● Problem details
Give back only the lines from the one with "Put a marker on each instance of the boulder" through the last line of the data, exactly as they appear.

● Excerpted data
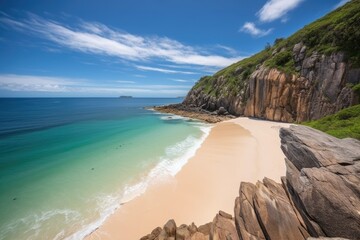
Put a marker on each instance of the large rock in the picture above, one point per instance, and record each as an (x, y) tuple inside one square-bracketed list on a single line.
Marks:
[(320, 86), (223, 228), (247, 224), (323, 176), (275, 213)]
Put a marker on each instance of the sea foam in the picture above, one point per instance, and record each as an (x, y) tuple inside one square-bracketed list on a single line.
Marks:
[(176, 156)]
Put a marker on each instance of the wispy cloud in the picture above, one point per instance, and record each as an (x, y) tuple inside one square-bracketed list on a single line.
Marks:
[(163, 70), (341, 3), (251, 28), (181, 80), (30, 83), (275, 9), (96, 38), (125, 81)]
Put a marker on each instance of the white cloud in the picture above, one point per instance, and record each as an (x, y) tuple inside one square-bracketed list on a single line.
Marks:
[(251, 28), (274, 9), (341, 3), (14, 82), (125, 81), (96, 38), (30, 83), (181, 80), (163, 70)]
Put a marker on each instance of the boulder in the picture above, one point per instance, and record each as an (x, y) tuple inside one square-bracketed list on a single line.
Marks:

● Written reply
Put a marker on each instance of the boulder in the picture above, one point per instance, and record each as an (x, y) tuple inside one square-bracketed list on a single line.
Marks:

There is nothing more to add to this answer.